* START Information provided *
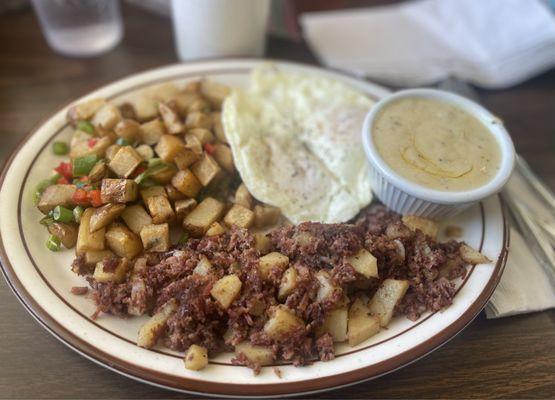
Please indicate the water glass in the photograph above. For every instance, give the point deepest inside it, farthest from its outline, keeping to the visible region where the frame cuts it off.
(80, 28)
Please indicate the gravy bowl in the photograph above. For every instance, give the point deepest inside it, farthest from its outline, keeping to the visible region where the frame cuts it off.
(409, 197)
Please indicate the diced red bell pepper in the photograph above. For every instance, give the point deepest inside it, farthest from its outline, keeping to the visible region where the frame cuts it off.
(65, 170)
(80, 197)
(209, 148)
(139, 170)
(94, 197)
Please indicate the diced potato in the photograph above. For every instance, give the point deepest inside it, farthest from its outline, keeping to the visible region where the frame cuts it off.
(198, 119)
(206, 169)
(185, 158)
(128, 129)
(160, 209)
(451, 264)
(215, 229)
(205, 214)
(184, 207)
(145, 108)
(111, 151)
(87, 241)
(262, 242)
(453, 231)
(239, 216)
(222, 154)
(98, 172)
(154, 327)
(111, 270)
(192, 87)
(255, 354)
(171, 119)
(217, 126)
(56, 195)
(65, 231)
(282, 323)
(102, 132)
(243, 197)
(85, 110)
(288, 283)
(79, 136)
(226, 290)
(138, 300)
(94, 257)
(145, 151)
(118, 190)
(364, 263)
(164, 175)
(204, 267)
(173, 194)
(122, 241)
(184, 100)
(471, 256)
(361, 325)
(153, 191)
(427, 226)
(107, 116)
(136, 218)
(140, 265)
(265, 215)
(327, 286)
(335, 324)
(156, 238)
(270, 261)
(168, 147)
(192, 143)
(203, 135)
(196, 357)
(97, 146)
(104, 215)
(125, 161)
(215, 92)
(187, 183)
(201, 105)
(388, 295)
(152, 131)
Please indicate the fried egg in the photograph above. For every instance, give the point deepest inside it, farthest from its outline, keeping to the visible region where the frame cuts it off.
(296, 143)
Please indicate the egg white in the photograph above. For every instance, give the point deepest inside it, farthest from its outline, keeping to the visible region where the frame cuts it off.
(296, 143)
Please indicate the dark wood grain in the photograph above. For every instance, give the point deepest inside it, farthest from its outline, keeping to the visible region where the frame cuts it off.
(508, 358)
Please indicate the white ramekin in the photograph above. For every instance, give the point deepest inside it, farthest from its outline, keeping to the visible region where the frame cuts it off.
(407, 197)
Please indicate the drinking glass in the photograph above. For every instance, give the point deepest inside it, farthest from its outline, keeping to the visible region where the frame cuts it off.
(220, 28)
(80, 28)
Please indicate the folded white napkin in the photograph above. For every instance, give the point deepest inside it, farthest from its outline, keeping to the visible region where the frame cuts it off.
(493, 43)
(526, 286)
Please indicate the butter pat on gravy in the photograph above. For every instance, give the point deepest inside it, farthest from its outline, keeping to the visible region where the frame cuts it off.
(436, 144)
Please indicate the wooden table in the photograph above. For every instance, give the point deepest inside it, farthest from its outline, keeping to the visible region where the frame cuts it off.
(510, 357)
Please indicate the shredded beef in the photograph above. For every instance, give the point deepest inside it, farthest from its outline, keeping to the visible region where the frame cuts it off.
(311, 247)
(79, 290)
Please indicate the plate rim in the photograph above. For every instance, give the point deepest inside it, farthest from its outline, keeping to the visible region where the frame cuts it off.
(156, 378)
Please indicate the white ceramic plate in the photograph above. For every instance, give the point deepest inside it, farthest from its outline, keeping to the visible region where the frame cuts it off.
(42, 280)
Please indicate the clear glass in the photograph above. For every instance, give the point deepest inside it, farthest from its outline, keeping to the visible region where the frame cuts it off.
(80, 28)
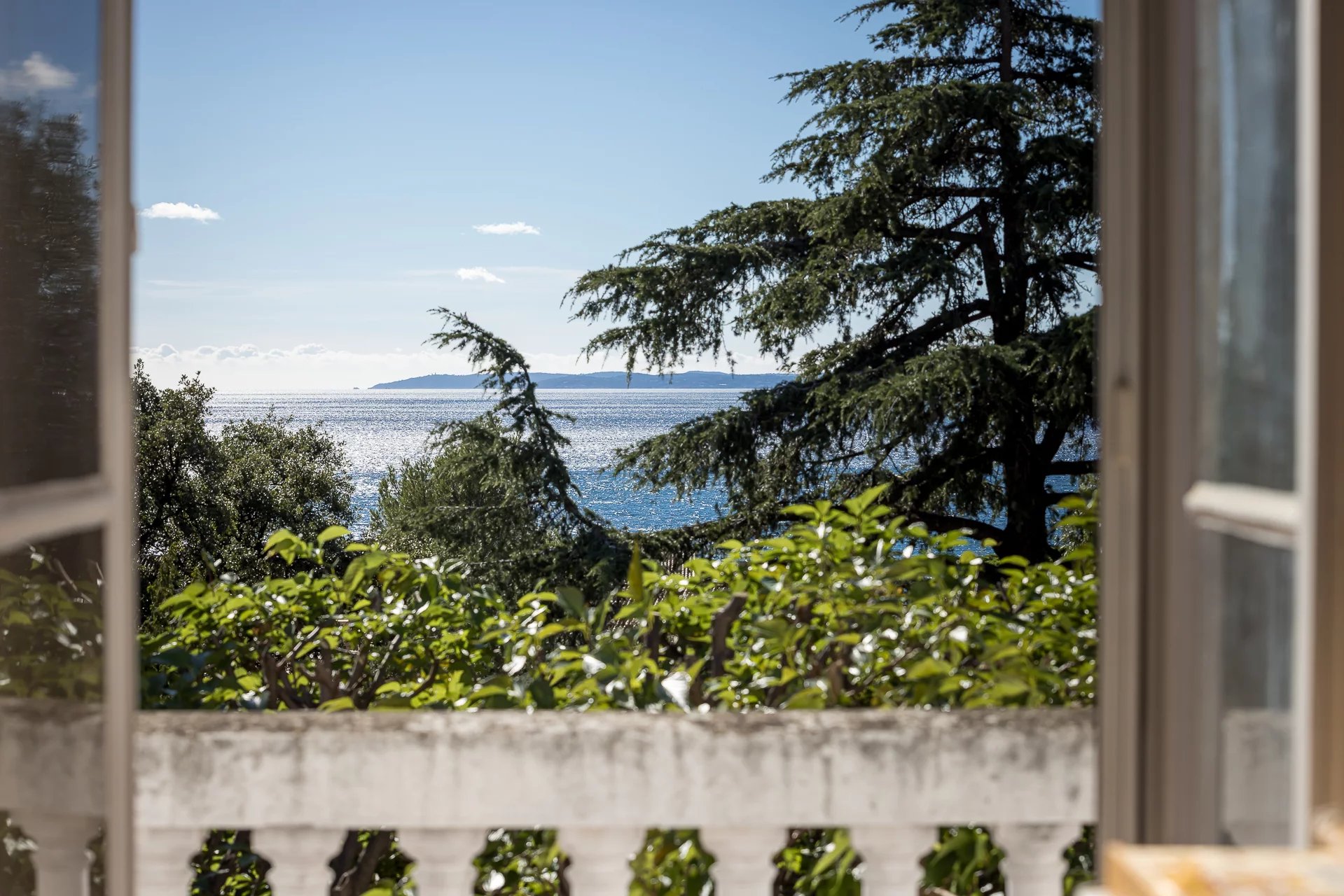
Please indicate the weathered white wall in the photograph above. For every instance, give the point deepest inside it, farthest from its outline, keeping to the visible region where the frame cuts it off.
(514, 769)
* END Information provided *
## Exercise brief:
Recast all of the data above as a JSON list of strings, one string per line, with blank lines and the pictures omitted.

## The result:
[
  "Please indicate the water glass in the photograph above. For every instance, give the point deepest inside it, farthest from its outline, keeping to the visible region where the frame cuts it off.",
  "(80, 28)",
  "Please indicate the gravy bowl in the photograph above. For every instance, give the point deepest inside it, farthest from its outline, keeping to the visible region where the frame cuts it off.",
  "(409, 197)",
  "Please indicate the diced red bell pepper in the photograph above. For every instance, give the point deepest inside it, farthest from its outline, keeping to the visible region where the frame cuts it off.",
  "(65, 170)",
  "(80, 197)",
  "(209, 148)",
  "(139, 170)",
  "(94, 197)",
  "Please indicate the diced potato in the photograph above. For every instance, give the point deepest inside it, farthest from its outline, keeping to the visible region where the frame cuts it off.",
  "(198, 119)",
  "(206, 169)",
  "(185, 158)",
  "(128, 129)",
  "(160, 209)",
  "(451, 264)",
  "(215, 229)",
  "(205, 214)",
  "(184, 207)",
  "(145, 108)",
  "(111, 151)",
  "(87, 241)",
  "(262, 242)",
  "(453, 231)",
  "(239, 216)",
  "(222, 154)",
  "(98, 172)",
  "(154, 327)",
  "(111, 270)",
  "(192, 87)",
  "(255, 354)",
  "(171, 119)",
  "(217, 126)",
  "(56, 195)",
  "(65, 231)",
  "(282, 323)",
  "(102, 132)",
  "(243, 197)",
  "(85, 110)",
  "(288, 283)",
  "(79, 136)",
  "(226, 290)",
  "(138, 300)",
  "(94, 257)",
  "(145, 151)",
  "(118, 190)",
  "(364, 263)",
  "(164, 175)",
  "(204, 267)",
  "(173, 194)",
  "(122, 241)",
  "(184, 100)",
  "(471, 256)",
  "(361, 325)",
  "(153, 191)",
  "(427, 226)",
  "(107, 116)",
  "(136, 218)",
  "(140, 265)",
  "(265, 215)",
  "(327, 286)",
  "(335, 324)",
  "(156, 238)",
  "(270, 261)",
  "(168, 147)",
  "(192, 143)",
  "(203, 135)",
  "(196, 357)",
  "(97, 146)",
  "(104, 215)",
  "(125, 161)",
  "(215, 92)",
  "(187, 183)",
  "(201, 105)",
  "(388, 295)",
  "(152, 131)",
  "Please indicate the fried egg in the photograph above. For every instance, give the point deepest inside it, farthest from its outline, keeping to the visible region where the frame cuts it off.",
  "(296, 143)",
  "Please indicate the egg white in the photograph above. For every instance, give the point deepest inside it, farthest from its outline, keeping to the visible region where the frame cuts it off.",
  "(296, 143)",
  "Please indicate the dark wood grain in the photograph above. For every instance, give the point deepest inside it, farthest from its outline, keeping to the visible region where the frame cuts it off.",
  "(508, 358)",
  "Please indicate the white ramekin in the photograph above. For every instance, give the point deepest inside it, farthest from its outline, keeping to the visible region where the frame cuts it off.",
  "(407, 197)",
  "Please indicate the drinking glass in the photograph above. For every instance, give the point deepest inside it, farthest from its outline, keeping to the visible region where the frame cuts it off.",
  "(220, 28)",
  "(80, 28)",
  "Please indicate the folded white napkin in the photograph above. For every instance, give the point deepest inside it, farthest from its outline, keeping to the visible region where the frame cuts it off.",
  "(493, 43)",
  "(526, 286)",
  "Please indicate the butter pat on gravy in the photograph above. For every instance, give the point deepest inside it, farthest from its outline, keeping to the visible region where the frame cuts it off.",
  "(436, 144)",
  "Please indicate the wooden table in the photograph above. For every instance, give the point deepest inside it, farthest from its outline, keeping to the visible region where the frame cuts it off.",
  "(510, 357)",
  "Please indicate the shredded beef in the photograph above. For every instance, give the point deepest inside it, farthest from its outline, keeping to the visible region where the frame cuts it off.",
  "(311, 247)",
  "(79, 290)",
  "Please indicate the plate rim in the photograph above. For every instance, give the point deepest inside it, farthest from its outline, keeping to the visible region where the frame cuts it off.",
  "(156, 378)",
  "Please indicate the white ceramic plate in the photograph above. For every instance, give the point deepest inside it, farthest from its outline, keeping to the visible region where the frame cuts it off.",
  "(42, 280)",
  "Please indicate the clear glass in the photograph above. For every instance, give the point deepest inside it, farthest from its outline, keeping to the visible region where the frame cuts it off.",
  "(80, 28)",
  "Please indicate the weathered white wall in the photograph above. For every instance, give the point deepest inside it, farthest from its outline, keeping to the visible region where the frame cuts it off.",
  "(514, 769)"
]